## start TEXT PROVIDED

Posts tagged Design

Quick user research tip: Open All in Tabs

We’ve been running some design research sessions which involve several scenarios, each of which uses a slightly different design version for a website.

Each scenario has its own starting page, each of which we put in a different tab in Firefox.

This means setting up all the tabs and start pages for each research session.

To save time, we set these up once.

We then select Bookmarks > Bookmark All Tabs… > {name the folder}. [Keyboard shortcut for this is Ctrl+Shift+D]

These are then all available for each session via Bookmarks > {folder name} > Open All in Tabs.

Handy.

If you’re using tabs in Internet Explorer, the same functionality is available via Favorites > Add Tab Group to Favorites > {name the tab group}

The Tab Groups are then available via the “Favorites Center” [Alt+C on the keyboard].


Keep the change

A good reason not to move entirely to virtual money…

I thought the six coins could make up a shield by arranging the coins both horizontally, as with the landscape idea, as well as vertically, in a sort of jigsaw style. I liked the idea and symbolism of using the Royal Arms, where individually the coins could focus on specific elements and when placed together they reveal the complete Royal Arms.

## end TEXT PROVIDED
## start STORED RECORDS

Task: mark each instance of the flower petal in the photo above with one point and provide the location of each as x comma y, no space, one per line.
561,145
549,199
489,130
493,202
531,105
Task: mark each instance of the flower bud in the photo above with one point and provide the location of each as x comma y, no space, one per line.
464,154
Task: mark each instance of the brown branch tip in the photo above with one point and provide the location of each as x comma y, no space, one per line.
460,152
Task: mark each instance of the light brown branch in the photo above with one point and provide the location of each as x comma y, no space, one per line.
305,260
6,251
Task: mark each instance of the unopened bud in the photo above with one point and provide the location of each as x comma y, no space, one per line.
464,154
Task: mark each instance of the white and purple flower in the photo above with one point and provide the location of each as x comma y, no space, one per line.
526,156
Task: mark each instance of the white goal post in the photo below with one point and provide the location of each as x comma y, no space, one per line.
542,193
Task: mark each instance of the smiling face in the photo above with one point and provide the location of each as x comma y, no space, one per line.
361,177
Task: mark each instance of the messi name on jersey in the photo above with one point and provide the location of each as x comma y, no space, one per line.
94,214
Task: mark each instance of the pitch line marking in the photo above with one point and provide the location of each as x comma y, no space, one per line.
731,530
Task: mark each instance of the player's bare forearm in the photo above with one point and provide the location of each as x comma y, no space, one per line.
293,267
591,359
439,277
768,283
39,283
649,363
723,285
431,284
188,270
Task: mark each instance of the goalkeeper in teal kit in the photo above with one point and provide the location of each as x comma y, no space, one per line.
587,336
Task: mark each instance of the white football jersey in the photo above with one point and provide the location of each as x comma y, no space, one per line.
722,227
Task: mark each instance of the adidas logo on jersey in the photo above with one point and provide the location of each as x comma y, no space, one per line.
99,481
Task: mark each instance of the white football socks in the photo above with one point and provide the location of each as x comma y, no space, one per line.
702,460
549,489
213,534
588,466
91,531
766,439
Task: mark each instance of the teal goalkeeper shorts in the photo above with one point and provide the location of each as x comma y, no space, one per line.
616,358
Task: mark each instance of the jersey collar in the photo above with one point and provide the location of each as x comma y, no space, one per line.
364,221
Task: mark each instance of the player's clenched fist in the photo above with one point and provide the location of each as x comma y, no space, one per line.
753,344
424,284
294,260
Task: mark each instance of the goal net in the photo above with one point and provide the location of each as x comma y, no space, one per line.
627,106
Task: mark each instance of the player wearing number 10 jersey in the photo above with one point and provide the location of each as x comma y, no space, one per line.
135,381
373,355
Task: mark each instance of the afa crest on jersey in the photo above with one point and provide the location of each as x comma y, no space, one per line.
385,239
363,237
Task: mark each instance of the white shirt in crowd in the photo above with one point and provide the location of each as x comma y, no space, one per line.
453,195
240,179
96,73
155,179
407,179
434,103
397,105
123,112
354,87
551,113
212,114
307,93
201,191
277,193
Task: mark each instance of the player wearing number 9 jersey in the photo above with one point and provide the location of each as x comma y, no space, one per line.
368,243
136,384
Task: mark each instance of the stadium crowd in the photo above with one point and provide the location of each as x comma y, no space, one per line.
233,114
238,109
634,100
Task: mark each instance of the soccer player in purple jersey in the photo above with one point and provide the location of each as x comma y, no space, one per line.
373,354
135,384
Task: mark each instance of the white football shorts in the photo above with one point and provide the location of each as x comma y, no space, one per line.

## end STORED RECORDS

# [EXERCISE BRIEF]
For each statement, answer yes or no on whether it agrees with the posts tagged Design, and quote the words from the posts that decide it: (a) The keyboard shortcut for bookmarking all tabs in Firefox is Ctrl+Shift+D. (b) The tabs and start pages are set up again before every research session. (c) In Internet Explorer, the saved tab groups are opened from the Favorites Center with Alt+D. The lines have no connection to the posts tagged Design.

# [THE RESULT]
(a) Yes: "[Keyboard shortcut for this is Ctrl+Shift+D]"
(b) No: "To save time, we set these up once."
(c) No: "The Tab Groups are then available via the “Favorites Center” [Alt+C on the keyboard]."